* _SUPPLIED MATERIAL_
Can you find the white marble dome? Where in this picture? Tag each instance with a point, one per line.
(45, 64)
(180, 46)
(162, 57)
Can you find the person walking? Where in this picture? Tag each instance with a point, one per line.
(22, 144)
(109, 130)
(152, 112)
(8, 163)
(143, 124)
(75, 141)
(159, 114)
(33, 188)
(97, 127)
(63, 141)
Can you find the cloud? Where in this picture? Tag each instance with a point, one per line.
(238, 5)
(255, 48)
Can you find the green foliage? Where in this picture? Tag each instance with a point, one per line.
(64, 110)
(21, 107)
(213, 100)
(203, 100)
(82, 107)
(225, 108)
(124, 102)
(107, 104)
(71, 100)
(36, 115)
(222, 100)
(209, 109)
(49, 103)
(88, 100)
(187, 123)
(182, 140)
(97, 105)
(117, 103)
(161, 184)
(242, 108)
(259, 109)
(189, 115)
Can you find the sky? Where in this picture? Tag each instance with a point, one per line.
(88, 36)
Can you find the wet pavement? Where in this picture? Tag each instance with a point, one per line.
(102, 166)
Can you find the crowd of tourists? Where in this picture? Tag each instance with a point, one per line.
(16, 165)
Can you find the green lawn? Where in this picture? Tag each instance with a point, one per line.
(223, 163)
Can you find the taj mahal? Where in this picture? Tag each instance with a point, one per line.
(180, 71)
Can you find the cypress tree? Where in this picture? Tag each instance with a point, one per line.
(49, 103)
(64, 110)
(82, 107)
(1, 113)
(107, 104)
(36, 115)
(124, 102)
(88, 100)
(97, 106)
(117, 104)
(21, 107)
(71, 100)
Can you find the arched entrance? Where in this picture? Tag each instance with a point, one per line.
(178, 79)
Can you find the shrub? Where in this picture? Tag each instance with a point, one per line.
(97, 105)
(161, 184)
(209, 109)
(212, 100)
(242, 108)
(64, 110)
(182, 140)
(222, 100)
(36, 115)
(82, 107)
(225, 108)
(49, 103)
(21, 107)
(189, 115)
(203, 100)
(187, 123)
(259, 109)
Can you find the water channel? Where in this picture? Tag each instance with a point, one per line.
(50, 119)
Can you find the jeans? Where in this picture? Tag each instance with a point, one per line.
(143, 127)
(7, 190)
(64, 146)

* _THE TASK_
Present every line of the material above as a numbered list, omitting any blank lines.

* _WRITTEN ANSWER_
1. Can you find the white marble dome? Where in this picture? Tag each instance with a point, one per line.
2. (45, 64)
3. (180, 46)
4. (162, 57)
5. Can you find the person walking? Where in this picture? Tag each instance with a point, one per line.
6. (22, 144)
7. (109, 130)
8. (152, 112)
9. (8, 163)
10. (143, 124)
11. (75, 141)
12. (159, 114)
13. (33, 188)
14. (97, 127)
15. (63, 141)
16. Can you find the cloud? Where in this picture? Tag each instance with a point, one per line.
17. (238, 5)
18. (255, 48)
19. Can you find the green foliage? Where in this picture? Tag each instance with a point, one per line.
20. (64, 110)
21. (21, 107)
22. (213, 100)
23. (203, 100)
24. (82, 107)
25. (225, 108)
26. (124, 102)
27. (107, 104)
28. (71, 100)
29. (36, 115)
30. (222, 100)
31. (209, 109)
32. (49, 103)
33. (88, 100)
34. (187, 123)
35. (182, 140)
36. (97, 105)
37. (117, 103)
38. (161, 184)
39. (242, 108)
40. (259, 109)
41. (189, 115)
42. Can you find the sky? Where in this picture? Tag each instance with a point, one per line.
43. (88, 36)
44. Can you find the wet pavement? Where in this picture? Tag each instance with a point, one per line.
45. (102, 166)
46. Can you find the crowd of tourists? Where in this picture? Tag each instance with a point, one per line.
47. (16, 165)
48. Can you find the green lawn? Where in this picture? Tag each instance with a point, one per line.
49. (223, 163)
50. Can you find the taj mahal? Where in this picture? Tag each instance with a point, one per line.
51. (180, 71)
52. Can you find the cypress tree? Where in this picture? Tag each instance with a point, one per line.
53. (49, 103)
54. (64, 110)
55. (82, 107)
56. (1, 113)
57. (107, 104)
58. (36, 115)
59. (124, 102)
60. (88, 100)
61. (97, 106)
62. (117, 104)
63. (21, 107)
64. (71, 100)
65. Can you find the arched entrance? Where in this picture? Tag each instance with a point, one per line.
66. (178, 79)
67. Can you find the shrub? Where in this picture? Tag each instance with a point, one per line.
68. (97, 105)
69. (161, 184)
70. (209, 109)
71. (212, 100)
72. (242, 108)
73. (64, 110)
74. (182, 140)
75. (222, 100)
76. (36, 115)
77. (82, 107)
78. (225, 108)
79. (49, 103)
80. (21, 107)
81. (189, 115)
82. (203, 100)
83. (187, 123)
84. (259, 109)
85. Can you find the water channel? Where in this picture? Tag each instance with a point, one per line.
86. (50, 119)
87. Can you find the jeans? Where in this picture? Tag each instance with a point, one per line.
88. (143, 127)
89. (7, 190)
90. (64, 146)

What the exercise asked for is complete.